Begin Record list
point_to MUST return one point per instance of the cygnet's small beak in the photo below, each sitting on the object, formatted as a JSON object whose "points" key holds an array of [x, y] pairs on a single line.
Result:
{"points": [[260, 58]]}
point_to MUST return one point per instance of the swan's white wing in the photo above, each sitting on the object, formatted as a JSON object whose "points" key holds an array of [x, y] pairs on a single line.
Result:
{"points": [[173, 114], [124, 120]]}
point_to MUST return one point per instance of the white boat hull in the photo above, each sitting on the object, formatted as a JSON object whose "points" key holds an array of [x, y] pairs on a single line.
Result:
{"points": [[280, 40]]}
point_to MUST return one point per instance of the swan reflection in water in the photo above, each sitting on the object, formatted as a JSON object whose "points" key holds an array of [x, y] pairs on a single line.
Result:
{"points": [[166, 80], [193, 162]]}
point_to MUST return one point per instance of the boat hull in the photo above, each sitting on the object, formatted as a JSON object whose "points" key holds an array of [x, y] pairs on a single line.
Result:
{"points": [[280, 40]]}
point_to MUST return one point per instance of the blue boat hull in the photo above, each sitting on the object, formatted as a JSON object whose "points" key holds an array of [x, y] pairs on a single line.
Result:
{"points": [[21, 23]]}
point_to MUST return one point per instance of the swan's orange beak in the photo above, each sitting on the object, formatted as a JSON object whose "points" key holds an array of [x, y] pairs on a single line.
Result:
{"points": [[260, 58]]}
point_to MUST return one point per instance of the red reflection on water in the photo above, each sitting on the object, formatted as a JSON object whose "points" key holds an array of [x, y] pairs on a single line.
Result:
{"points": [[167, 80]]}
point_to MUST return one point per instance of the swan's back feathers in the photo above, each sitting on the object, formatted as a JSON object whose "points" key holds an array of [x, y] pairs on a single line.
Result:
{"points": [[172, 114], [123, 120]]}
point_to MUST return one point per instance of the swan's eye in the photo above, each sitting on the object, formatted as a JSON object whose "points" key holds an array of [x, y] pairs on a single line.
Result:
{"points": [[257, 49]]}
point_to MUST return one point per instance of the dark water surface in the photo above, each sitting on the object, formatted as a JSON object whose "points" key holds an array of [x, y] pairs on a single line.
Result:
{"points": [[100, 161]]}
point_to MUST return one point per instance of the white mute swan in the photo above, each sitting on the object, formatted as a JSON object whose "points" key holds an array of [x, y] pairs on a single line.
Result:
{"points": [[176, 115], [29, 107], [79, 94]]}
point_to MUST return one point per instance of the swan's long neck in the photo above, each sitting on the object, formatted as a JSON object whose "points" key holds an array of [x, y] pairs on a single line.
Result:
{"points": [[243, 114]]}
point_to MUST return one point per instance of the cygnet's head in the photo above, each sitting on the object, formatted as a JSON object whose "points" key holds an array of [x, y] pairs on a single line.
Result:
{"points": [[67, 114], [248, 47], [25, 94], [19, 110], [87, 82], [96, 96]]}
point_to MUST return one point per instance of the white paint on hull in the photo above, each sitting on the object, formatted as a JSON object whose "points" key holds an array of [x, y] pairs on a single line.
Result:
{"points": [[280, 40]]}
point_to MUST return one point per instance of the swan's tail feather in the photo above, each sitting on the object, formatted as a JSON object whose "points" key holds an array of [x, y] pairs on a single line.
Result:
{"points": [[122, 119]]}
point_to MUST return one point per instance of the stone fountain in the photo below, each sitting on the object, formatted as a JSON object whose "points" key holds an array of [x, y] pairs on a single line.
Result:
End Record list
The task
Copy the whole listing above line for line, changing nothing.

Final result
point_to MUST return one point per instance of the cygnet's small beak in the photo below, each sitting on the object, formatted as a JSON object whose "points" key holds an array of [x, y] pairs on a single line.
Result:
{"points": [[260, 58]]}
point_to MUST return one point per instance of the swan's white wing in the photo above, each sitting on the object, formatted as a JSON object whose "points" key holds an array of [x, y] pairs on a single line.
Result:
{"points": [[173, 114], [124, 120]]}
point_to MUST return one point per instance of the white boat hull in the photo above, each sitting on the object, formatted as a JSON object whose "points" key holds an array of [x, y] pairs on a single line.
Result:
{"points": [[280, 40]]}
point_to MUST return one point per instance of the swan reflection in water in the photo above, each sitting on the object, formatted as a JSON object whose "points" key holds an array of [x, y] pairs on a single line.
Result:
{"points": [[166, 80], [193, 162]]}
point_to MUST return one point per instance of the boat hull in the photo above, each sitting on the object, formatted as a JSON object whose "points" key holds an array of [x, y] pairs on a single line.
Result:
{"points": [[280, 40]]}
point_to MUST return one point per instance of the blue boat hull in the photo above, each sitting on the object, formatted as a JSON object whose "points" key holds an array of [x, y] pairs on a single line.
Result:
{"points": [[21, 23]]}
point_to MUST return one point per instance of the swan's orange beak in the photo above, each sitting on the object, formatted as a JSON object whose "points" key holds an array of [x, y] pairs on a single line.
Result:
{"points": [[260, 58]]}
point_to MUST return one point per instance of the red reflection on water in the photo above, each sitting on the object, formatted as a JSON object whose "points" key holds an array of [x, y] pairs on a single line.
Result:
{"points": [[167, 80]]}
point_to MUST return one point per instance of the swan's back feathers in the photo above, each sitting on the object, formatted as a JSON object whose "points" key holds an array of [x, y] pairs on a single line.
Result:
{"points": [[172, 114], [123, 120]]}
point_to MUST return one point per instance of the swan's eye in the photo above, each sitting on the object, formatted as a JSON object whose "points" key holds an array of [x, y] pairs on a single line.
Result:
{"points": [[257, 49]]}
point_to MUST return one point per instance of the dark water surface in the photo above, each sitting on the object, formatted as a JSON object whose "points" key holds an array of [x, y] pairs on a single line.
Result:
{"points": [[100, 161]]}
point_to MUST return one point per instance of the white mute swan in the photo above, each sitting on the object, formatted as a JSON object whose "points" key holds an array of [x, y] pairs on a single line.
Result:
{"points": [[176, 115], [29, 107], [79, 94]]}
point_to MUST return one point per instance of the swan's long neck in the photo above, each sitting on the object, formatted as a JSON object whose "points" key holds an array of [x, y] pairs on a single line.
Result:
{"points": [[243, 114]]}
point_to MUST return one point per instance of the cygnet's head in the photo above, each sitting on the object, formatted as a JSON object whose "points" key holds an array of [x, y] pairs on a single line.
Result:
{"points": [[67, 114], [248, 47], [25, 94], [19, 110], [87, 82], [96, 96]]}
point_to MUST return one point per instance of the white paint on hull in the photo above, each sitting on the object, formatted as a JSON object whose "points" key holds an array of [x, y] pairs on a single line.
Result:
{"points": [[280, 40]]}
point_to MUST return one point per instance of the swan's tail feather in the photo above, each sitting on the object, formatted as a JSON object whose "points" key holds an array of [x, y] pairs on a single line.
Result:
{"points": [[122, 119]]}
point_to MUST return one point per instance of the stone fountain in the photo below, each sitting on the object, formatted as a JSON object whose "points" key holds an array of [x, y] pairs on a single line.
Result:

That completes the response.